• **Stated goal**: Copy out every line of the entries below word for word, leaving the pictures out.

• **Records provided**:
....
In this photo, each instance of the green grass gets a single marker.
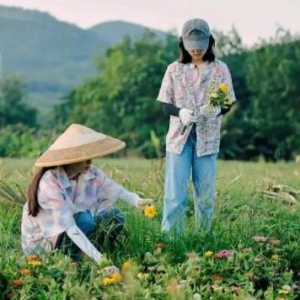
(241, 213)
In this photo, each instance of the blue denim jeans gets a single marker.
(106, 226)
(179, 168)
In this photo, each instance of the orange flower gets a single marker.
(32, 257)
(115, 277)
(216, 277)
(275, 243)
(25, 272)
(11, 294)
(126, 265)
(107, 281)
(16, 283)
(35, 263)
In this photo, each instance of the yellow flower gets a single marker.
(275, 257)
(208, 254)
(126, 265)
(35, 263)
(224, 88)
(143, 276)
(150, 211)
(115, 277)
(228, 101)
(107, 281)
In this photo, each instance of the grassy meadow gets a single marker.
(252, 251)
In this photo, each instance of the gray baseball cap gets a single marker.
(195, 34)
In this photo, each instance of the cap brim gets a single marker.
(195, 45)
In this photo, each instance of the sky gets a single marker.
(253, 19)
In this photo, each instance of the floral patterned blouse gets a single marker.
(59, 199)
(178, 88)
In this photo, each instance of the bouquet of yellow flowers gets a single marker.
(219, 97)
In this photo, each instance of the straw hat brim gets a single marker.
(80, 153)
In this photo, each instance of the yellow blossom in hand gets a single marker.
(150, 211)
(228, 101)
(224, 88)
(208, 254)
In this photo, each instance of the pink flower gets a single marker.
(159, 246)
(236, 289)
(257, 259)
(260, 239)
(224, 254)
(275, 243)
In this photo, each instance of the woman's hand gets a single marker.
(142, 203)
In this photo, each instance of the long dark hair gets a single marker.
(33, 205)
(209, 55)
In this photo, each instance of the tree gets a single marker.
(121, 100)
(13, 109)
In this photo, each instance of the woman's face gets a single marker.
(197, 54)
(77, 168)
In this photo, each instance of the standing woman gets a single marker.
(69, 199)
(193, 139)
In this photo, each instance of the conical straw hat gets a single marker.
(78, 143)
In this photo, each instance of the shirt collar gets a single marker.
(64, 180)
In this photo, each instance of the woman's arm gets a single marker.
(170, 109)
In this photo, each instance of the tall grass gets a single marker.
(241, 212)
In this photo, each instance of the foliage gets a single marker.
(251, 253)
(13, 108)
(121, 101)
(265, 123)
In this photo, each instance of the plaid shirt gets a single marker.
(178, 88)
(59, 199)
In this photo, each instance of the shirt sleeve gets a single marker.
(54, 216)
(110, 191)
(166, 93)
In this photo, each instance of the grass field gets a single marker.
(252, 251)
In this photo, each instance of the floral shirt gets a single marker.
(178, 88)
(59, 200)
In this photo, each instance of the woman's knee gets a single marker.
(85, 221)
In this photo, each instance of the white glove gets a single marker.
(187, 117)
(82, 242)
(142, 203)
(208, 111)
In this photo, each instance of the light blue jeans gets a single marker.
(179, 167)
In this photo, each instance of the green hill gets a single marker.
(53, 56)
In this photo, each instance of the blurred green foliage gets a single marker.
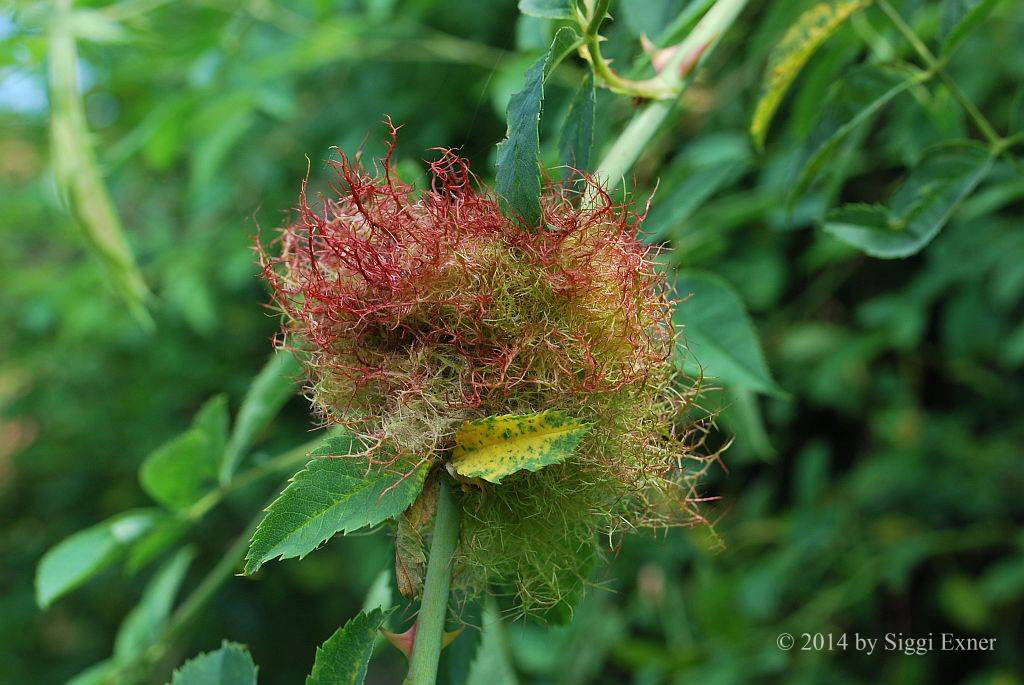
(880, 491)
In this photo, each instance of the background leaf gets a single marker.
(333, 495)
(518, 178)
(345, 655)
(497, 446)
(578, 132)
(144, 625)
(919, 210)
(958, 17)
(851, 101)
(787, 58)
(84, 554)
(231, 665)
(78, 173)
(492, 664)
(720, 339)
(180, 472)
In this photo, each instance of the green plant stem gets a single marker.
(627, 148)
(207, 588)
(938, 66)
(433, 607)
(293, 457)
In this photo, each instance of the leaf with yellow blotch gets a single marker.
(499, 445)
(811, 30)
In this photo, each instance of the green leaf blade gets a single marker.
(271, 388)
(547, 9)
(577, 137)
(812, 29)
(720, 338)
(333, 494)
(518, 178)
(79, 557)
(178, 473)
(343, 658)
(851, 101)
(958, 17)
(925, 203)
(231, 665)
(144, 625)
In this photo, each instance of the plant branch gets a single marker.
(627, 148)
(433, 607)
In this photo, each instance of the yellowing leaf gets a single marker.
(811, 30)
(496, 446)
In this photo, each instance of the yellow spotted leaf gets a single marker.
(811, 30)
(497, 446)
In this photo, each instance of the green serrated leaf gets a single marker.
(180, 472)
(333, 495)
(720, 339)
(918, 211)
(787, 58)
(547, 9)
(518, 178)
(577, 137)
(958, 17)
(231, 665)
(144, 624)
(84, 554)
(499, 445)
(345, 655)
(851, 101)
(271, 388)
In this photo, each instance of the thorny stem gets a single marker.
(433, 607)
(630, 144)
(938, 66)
....
• **Expected answer**:
In this photo, each instance of the green grass gets a single marker.
(241, 213)
In this photo, each instance of the blue denim jeans gets a single marker.
(106, 226)
(179, 168)
In this photo, each instance of the orange flower gets a single marker.
(32, 257)
(115, 277)
(216, 277)
(275, 243)
(25, 272)
(11, 294)
(126, 265)
(107, 281)
(16, 283)
(35, 263)
In this photo, each instance of the yellow flower gets a single marker.
(275, 257)
(208, 254)
(126, 265)
(35, 263)
(224, 88)
(143, 276)
(150, 211)
(115, 277)
(228, 101)
(107, 281)
In this photo, each instance of the grassy meadow gets a single marker.
(252, 251)
In this photo, each instance of the gray baseball cap gets a single marker.
(195, 34)
In this photo, each instance of the cap brim gets a single marker.
(195, 45)
In this photo, each instance of the sky gets a single marker.
(253, 19)
In this photo, each instance of the floral patterned blouse gets a single marker.
(59, 199)
(178, 88)
In this photo, each instance of the bouquet of yellow flowers gets a single marker.
(219, 97)
In this photo, each instance of the straw hat brim gets a single marker.
(80, 153)
In this photo, each instance of the yellow blossom in hand gets a single marker.
(150, 211)
(228, 101)
(224, 88)
(208, 254)
In this photo, each instance of the pink flower gets a single marker.
(159, 246)
(236, 289)
(257, 259)
(260, 239)
(224, 254)
(275, 243)
In this photo, each instance of the woman's hand gets a single marker.
(142, 203)
In this photo, each instance of the long dark hair gets a single marker.
(33, 205)
(209, 55)
In this photo, each instance of the tree gets a single marker.
(121, 100)
(13, 109)
In this photo, each instance of the woman's face gets a single marker.
(197, 54)
(77, 168)
In this photo, each instance of the standing woman gets a single marker.
(69, 199)
(193, 139)
In this photo, each instance of the conical straw hat gets a single marker.
(78, 143)
In this photo, each instance of the shirt collar gets a single marker.
(64, 180)
In this photo, each instance of the woman's arm gets a single marker.
(170, 109)
In this photo, each instance of the tall grass gets a single marker.
(241, 212)
In this photo, each instance of the foliage gets a single marker.
(251, 253)
(13, 108)
(121, 101)
(265, 123)
In this photo, each instance of the plaid shirt gets a single marker.
(178, 88)
(59, 199)
In this photo, each instance of the shirt sleeve gets a single marker.
(54, 216)
(110, 191)
(166, 93)
In this photo, each instance of the grass field gets a single marker.
(252, 251)
In this photo, each instance of the floral shirt gets a single marker.
(178, 88)
(59, 200)
In this photo, each instance of the woman's knee gets a single marker.
(85, 221)
In this photo, each instance of the white glove gets a single marker.
(187, 117)
(82, 242)
(142, 203)
(208, 111)
In this photo, each instance of the light blue jeans gets a single marker.
(179, 167)
In this photo, each instance of the green hill gets a single marker.
(53, 56)
In this photo, each instance of the blurred green foliage gets a single marker.
(880, 491)
In this photo, each instance of the background leaf gets a single marker.
(333, 495)
(518, 178)
(345, 655)
(497, 446)
(578, 132)
(144, 625)
(919, 210)
(958, 17)
(851, 101)
(787, 58)
(84, 554)
(231, 665)
(78, 173)
(492, 664)
(720, 339)
(180, 472)
In this photo, each instance of the green plant stem gets a single marker.
(627, 148)
(207, 588)
(938, 66)
(433, 607)
(293, 457)
In this photo, each instance of the leaf with yellow blotch gets a single marker.
(499, 445)
(811, 30)
In this photo, each instance of the green leaf blade gets a single marker.
(271, 388)
(547, 9)
(577, 137)
(812, 29)
(720, 338)
(333, 494)
(518, 178)
(79, 557)
(178, 473)
(343, 658)
(851, 101)
(958, 17)
(925, 203)
(231, 665)
(144, 625)
In this photo, each instance of the plant branch gets a single marker.
(627, 148)
(433, 607)
In this photo, each instance of the yellowing leaf gets a single marker.
(811, 30)
(496, 446)
In this photo, each instance of the yellow spotted leaf gets a single marker.
(811, 30)
(497, 446)
In this photo, each instance of the green serrated leaf gets a single marker.
(180, 472)
(333, 495)
(720, 339)
(918, 211)
(787, 58)
(547, 9)
(518, 178)
(577, 137)
(958, 17)
(231, 665)
(144, 624)
(84, 554)
(499, 445)
(345, 655)
(851, 101)
(271, 388)
In this photo, each instance of the thorny stem gets a single marker.
(433, 607)
(630, 144)
(938, 66)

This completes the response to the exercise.